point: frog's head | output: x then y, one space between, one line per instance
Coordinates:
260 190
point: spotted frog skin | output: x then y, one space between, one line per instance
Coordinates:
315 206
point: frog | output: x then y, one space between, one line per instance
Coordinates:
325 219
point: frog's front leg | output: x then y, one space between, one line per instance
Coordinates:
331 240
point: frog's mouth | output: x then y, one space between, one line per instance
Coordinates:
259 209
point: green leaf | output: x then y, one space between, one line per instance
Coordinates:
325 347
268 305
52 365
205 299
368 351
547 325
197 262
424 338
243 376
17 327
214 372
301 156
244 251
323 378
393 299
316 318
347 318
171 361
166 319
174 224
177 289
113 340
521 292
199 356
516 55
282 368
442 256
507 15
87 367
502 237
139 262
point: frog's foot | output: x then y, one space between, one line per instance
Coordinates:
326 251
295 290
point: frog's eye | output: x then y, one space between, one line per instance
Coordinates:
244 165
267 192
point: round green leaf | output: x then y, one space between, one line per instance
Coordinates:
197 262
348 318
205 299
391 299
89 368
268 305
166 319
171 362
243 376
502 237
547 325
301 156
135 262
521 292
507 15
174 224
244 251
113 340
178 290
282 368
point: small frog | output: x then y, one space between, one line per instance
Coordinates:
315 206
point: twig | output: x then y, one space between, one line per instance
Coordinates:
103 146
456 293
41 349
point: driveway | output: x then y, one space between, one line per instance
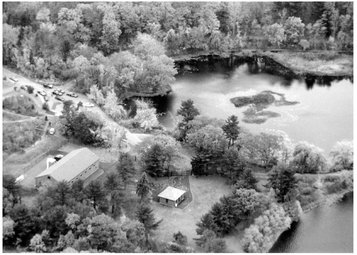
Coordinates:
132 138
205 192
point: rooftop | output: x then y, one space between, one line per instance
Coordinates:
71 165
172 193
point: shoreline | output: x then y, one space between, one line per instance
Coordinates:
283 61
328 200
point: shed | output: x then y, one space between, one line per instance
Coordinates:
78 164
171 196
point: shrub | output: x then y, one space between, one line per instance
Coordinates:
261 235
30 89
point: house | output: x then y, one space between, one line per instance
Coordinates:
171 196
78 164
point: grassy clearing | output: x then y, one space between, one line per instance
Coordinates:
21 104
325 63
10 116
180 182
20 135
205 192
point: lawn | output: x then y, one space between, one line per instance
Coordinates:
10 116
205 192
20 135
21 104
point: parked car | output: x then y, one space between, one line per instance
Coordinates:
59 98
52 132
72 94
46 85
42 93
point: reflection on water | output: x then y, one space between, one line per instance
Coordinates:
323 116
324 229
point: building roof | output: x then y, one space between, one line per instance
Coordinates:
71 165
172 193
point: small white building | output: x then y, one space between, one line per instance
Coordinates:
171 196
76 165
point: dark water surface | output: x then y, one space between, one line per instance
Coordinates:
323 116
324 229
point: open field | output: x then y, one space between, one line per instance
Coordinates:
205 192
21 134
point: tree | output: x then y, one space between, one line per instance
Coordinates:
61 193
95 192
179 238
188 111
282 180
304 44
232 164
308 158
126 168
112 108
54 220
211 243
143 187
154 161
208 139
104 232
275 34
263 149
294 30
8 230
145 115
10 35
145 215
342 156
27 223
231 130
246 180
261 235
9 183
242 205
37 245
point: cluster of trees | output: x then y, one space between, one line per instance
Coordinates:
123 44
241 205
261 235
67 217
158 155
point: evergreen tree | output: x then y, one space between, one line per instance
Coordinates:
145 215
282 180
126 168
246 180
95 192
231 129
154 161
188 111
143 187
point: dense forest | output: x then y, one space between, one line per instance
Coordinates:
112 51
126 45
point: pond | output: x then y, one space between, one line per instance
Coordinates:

——————————

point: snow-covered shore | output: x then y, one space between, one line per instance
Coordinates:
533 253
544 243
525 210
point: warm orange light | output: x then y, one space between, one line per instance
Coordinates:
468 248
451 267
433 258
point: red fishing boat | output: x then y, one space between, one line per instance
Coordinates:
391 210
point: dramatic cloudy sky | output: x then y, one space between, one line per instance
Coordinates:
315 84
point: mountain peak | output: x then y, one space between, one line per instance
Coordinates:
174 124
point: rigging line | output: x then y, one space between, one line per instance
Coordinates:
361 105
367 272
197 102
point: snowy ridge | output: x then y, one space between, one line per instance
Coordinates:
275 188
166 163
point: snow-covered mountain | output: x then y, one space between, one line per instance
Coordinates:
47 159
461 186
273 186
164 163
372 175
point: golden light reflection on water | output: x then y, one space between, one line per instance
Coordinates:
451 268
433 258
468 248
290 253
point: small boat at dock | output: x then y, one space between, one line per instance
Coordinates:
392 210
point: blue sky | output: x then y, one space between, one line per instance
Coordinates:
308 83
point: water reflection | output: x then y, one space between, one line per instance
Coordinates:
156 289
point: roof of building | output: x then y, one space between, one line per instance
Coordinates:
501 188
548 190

——————————

COSA FARE | Indica quante righe qui sopra contengono la stringa "small", tenendo conto di maiuscole e minuscole. Scrivi soltanto il numero.

SOLUZIONE | 3